[Collected data]
● ● ● ● ● ● ●

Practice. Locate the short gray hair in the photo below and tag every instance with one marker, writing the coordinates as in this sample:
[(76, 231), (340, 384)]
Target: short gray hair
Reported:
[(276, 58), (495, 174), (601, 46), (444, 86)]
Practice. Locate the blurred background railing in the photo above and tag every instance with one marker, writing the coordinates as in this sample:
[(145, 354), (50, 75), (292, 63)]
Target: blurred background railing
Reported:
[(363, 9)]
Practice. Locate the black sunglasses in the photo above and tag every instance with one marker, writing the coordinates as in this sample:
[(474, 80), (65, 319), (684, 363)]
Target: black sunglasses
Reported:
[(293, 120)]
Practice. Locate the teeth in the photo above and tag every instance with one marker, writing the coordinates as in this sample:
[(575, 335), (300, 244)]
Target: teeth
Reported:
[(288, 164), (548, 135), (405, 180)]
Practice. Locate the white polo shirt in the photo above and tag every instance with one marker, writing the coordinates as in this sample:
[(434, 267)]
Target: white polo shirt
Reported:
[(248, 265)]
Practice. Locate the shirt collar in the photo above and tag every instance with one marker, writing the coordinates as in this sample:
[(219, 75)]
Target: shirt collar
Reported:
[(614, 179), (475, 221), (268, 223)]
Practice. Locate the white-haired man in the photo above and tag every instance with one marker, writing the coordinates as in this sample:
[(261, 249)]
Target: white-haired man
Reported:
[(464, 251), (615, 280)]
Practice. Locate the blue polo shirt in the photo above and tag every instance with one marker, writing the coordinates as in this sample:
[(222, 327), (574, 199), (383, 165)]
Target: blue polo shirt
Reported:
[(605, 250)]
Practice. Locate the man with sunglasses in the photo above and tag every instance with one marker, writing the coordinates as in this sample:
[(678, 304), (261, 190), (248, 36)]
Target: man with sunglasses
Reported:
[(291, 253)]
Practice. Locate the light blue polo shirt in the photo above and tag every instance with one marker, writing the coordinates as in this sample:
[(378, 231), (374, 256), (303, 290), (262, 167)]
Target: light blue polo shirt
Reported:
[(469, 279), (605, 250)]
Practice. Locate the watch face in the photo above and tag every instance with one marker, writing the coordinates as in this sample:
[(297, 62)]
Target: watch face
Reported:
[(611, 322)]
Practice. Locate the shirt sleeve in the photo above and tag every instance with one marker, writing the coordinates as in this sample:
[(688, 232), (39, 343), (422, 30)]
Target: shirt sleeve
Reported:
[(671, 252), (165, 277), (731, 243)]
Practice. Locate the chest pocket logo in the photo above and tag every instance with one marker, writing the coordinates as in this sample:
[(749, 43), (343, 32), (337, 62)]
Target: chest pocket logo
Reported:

● ● ● ● ● ● ●

Please copy every one of the rows above word for word, leaving nothing out.

* WORKED SOLUTION *
Practice. Locate the short gray hair in the photo below and tag every instance with one marker, writing the coordinates as in this sample:
[(76, 231), (340, 384)]
Target: short gray hair
Reported:
[(276, 58), (495, 174), (601, 46), (444, 86)]
Practice. Locate the blurred background railing in the photo above and tag every instance with one marker, writing the coordinates as in this sample:
[(145, 354), (50, 75), (292, 63)]
Target: blurred background railing
Reported:
[(363, 9)]
Practice. Locate the black sunglasses in the photo above and tag every instance with one marker, writing the coordinates as in this sample:
[(474, 80), (65, 319), (684, 363)]
Target: black sunglasses
Reported:
[(293, 120)]
Practice. Locate the teeth in the photo above and tag every instance with one marker, writing the coordinates as in this sample:
[(575, 335), (300, 244)]
Target: teeth
Reported:
[(288, 164), (548, 135), (405, 180)]
Practice. Locate the white polo shirt in the photo above and tag every instance with one marker, writing the coordinates as in this sample:
[(434, 267)]
Target: white polo shirt
Reported:
[(248, 265)]
Practice. Locate the shirt collar in the photo above and tag every instance with one marker, writing the coordinates as in this sample:
[(219, 75)]
Target: shirt collar
Reported:
[(614, 179), (475, 221), (268, 223)]
Practice. Locate the white-haired man in the photo above and tag every instance with one marker, writing the coordinates as in this sample:
[(261, 249)]
Target: white-haired man
Reported:
[(464, 251), (615, 280)]
Practice. Locate the blue polo shirt in the photo above and tag every instance with one marker, writing the coordinates as in this sample:
[(222, 327), (574, 199), (383, 165)]
Target: blue polo shirt
Reported:
[(605, 250)]
Practice. Locate the man with sunglasses in the photo above and tag every instance with one marker, writing the coordinates as in this sample:
[(678, 304), (261, 190), (248, 36)]
Target: man with sunglasses
Reported:
[(291, 253)]
Practice. Locate the light blue polo shirt in the photo above and tag every instance with one marker, writing the coordinates as in this sample:
[(378, 231), (374, 256), (303, 290), (262, 167)]
Target: light blue polo shirt
Reported:
[(469, 279), (605, 250)]
Practice. Locate the watch face in the photo above and tag every instance with one marker, writing the coordinates as in this sample:
[(297, 62)]
Target: watch face
Reported:
[(611, 322)]
Practice. Locate the shirt sleeve in the photo above and tag every instance with one marker, writing the coordinates as in this sample:
[(688, 232), (39, 343), (422, 30)]
Target: shirt sleeve
Reported:
[(671, 252), (165, 277), (731, 243)]
Practice. Locate the chest pocket logo in the photo above and tag every instance with one marker, writing the coordinates as in this sample:
[(749, 43), (343, 32), (337, 62)]
Target: chest pocket logo
Reported:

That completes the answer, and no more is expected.